Task >>
Filter the rows below and copy every one that contains the word "light". Case matters.

Collection entries:
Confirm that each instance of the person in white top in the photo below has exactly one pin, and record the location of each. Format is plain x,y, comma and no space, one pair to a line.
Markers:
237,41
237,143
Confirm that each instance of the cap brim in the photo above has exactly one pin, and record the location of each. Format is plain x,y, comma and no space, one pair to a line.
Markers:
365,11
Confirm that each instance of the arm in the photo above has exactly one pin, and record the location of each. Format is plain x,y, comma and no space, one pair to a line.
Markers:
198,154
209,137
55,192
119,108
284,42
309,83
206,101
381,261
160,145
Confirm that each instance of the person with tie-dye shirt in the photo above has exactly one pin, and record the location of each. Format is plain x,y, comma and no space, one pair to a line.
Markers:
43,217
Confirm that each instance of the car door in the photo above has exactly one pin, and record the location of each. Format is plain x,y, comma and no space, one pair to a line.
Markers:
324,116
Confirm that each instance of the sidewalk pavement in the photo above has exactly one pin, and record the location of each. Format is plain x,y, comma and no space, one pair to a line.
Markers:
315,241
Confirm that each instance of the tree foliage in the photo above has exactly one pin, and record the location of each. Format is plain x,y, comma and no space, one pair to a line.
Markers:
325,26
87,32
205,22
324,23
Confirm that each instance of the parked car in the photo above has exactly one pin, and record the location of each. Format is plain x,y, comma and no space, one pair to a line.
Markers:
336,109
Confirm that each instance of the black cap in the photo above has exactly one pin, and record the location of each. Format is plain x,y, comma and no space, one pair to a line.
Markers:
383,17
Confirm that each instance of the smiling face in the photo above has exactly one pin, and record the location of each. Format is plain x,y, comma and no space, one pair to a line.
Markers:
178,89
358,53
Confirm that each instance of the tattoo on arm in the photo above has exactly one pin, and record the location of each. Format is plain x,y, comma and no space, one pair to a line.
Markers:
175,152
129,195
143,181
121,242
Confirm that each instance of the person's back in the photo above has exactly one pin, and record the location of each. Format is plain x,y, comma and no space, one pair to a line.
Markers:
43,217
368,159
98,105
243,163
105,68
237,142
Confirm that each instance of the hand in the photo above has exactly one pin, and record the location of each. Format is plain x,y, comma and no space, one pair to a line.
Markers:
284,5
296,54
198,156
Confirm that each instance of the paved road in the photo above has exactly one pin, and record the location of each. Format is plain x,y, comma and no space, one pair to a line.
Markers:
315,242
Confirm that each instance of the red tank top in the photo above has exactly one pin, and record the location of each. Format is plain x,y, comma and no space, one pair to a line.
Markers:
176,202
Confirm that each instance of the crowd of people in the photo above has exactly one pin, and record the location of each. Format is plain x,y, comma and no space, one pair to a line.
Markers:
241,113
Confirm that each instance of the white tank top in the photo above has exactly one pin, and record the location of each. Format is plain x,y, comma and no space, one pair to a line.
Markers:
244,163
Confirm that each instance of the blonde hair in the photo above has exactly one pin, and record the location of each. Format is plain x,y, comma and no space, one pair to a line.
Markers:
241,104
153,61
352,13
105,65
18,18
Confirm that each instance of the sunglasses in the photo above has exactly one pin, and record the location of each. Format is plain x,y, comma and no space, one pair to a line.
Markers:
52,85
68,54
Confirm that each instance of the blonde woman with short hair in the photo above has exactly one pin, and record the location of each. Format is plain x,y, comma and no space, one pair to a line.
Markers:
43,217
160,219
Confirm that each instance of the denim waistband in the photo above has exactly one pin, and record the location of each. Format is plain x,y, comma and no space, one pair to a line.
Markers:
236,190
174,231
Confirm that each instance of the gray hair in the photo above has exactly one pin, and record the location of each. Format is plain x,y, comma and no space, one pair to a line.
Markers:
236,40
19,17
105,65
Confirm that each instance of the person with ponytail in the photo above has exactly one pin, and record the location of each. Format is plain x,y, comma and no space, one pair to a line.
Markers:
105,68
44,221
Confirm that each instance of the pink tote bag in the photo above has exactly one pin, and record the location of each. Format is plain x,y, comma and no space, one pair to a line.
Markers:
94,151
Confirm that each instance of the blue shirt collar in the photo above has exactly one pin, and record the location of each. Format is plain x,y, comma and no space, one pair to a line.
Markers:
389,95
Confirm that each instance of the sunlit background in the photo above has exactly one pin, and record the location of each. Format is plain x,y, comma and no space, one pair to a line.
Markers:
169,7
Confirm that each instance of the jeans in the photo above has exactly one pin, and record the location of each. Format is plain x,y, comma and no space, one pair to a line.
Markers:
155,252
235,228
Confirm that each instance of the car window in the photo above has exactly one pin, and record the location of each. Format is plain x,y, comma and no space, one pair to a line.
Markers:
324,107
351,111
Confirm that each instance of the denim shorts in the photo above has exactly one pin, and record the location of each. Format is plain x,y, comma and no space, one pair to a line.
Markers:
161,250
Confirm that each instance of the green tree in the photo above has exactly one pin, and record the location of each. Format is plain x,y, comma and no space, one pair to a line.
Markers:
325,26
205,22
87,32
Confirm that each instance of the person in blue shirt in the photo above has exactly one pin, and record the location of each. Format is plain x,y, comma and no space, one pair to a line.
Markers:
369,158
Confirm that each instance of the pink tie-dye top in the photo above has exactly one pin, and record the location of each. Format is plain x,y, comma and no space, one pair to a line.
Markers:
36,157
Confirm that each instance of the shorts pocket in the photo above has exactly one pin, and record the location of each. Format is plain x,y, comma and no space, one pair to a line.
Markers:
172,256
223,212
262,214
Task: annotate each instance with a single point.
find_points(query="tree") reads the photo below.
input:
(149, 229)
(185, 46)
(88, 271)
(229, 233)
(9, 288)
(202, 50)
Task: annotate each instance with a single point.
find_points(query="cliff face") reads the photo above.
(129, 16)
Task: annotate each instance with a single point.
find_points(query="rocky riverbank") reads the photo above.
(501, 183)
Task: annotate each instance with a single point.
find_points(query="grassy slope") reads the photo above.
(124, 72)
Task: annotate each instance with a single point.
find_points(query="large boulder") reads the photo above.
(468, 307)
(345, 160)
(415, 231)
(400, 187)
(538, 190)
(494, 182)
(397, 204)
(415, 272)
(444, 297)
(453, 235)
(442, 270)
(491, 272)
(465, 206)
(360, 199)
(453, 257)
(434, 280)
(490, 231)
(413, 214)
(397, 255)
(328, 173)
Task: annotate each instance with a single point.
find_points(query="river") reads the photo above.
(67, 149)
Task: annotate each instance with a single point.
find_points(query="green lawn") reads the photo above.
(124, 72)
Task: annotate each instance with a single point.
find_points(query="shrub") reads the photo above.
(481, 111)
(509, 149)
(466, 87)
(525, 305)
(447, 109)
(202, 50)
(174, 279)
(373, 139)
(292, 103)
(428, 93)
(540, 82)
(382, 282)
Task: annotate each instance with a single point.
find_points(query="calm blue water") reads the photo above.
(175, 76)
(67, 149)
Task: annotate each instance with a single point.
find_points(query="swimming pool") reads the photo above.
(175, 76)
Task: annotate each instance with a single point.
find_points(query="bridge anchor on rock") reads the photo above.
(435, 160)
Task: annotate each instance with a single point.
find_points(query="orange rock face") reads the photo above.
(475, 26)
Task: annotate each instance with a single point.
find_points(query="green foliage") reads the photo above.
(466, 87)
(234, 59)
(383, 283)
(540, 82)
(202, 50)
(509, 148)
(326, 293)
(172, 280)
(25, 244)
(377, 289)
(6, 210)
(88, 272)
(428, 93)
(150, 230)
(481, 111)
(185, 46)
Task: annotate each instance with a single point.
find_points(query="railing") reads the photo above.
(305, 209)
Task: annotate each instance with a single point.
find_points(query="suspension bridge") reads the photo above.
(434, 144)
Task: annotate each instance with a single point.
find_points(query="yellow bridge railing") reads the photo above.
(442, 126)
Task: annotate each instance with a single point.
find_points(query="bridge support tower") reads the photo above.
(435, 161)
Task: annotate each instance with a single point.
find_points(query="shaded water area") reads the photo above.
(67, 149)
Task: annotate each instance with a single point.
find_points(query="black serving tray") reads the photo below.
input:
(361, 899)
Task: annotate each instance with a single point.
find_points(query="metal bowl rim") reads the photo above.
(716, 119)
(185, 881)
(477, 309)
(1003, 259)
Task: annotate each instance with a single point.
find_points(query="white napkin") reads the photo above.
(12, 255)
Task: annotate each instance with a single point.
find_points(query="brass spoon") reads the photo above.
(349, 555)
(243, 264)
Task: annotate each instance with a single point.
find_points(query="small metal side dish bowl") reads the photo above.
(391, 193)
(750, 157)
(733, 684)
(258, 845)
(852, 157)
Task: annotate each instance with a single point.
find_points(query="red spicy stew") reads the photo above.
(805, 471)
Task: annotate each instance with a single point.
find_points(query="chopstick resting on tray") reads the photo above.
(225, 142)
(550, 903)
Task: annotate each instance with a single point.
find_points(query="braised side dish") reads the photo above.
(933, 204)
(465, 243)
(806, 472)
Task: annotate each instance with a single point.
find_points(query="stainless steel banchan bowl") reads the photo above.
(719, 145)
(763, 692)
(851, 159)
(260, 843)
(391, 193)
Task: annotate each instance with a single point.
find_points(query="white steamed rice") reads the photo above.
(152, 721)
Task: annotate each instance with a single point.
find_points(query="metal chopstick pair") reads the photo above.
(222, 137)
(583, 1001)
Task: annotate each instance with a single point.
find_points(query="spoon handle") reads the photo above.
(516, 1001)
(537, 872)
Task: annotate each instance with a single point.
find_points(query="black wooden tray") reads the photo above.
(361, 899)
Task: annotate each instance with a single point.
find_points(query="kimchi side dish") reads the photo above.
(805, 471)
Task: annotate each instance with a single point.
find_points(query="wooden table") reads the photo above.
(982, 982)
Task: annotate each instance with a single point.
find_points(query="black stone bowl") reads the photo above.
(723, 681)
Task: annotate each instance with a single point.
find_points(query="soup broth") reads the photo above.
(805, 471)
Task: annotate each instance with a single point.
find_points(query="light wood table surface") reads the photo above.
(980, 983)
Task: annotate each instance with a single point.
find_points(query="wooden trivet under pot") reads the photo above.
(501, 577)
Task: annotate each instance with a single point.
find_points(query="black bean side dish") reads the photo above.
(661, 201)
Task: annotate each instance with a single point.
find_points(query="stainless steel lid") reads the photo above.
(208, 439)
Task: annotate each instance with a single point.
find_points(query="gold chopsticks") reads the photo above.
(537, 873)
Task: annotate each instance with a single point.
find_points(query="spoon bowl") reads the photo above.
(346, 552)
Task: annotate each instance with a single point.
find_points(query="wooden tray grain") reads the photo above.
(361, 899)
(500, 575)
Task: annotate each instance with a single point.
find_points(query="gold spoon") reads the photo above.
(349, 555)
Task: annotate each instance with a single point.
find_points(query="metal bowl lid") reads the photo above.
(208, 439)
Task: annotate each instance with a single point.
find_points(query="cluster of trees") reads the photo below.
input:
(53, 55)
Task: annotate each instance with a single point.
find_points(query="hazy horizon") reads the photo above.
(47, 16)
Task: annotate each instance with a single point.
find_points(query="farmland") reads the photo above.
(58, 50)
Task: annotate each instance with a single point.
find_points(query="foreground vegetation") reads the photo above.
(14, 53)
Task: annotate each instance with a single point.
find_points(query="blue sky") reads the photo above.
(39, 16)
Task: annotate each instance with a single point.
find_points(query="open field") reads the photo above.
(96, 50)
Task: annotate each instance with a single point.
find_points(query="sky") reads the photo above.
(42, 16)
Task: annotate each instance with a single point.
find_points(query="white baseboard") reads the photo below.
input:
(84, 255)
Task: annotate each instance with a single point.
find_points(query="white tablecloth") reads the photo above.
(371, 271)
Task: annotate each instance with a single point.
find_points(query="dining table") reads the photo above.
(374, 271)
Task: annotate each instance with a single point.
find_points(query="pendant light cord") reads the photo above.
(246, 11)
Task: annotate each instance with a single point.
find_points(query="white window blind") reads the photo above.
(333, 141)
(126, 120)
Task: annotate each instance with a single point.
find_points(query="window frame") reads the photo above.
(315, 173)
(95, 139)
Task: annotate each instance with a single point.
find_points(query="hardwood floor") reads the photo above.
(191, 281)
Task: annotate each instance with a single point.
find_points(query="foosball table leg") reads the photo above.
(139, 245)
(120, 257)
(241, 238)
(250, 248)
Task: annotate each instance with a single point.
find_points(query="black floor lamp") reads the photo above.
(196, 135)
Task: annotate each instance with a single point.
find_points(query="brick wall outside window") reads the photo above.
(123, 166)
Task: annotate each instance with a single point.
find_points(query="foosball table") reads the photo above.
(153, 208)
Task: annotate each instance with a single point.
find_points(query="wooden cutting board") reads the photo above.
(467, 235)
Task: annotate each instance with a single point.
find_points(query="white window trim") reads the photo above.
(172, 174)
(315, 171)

Solution for this exercise >>
find_points(query="light wood table surface") reads the photo above.
find_points(query="pendant light cord") reads the photo above.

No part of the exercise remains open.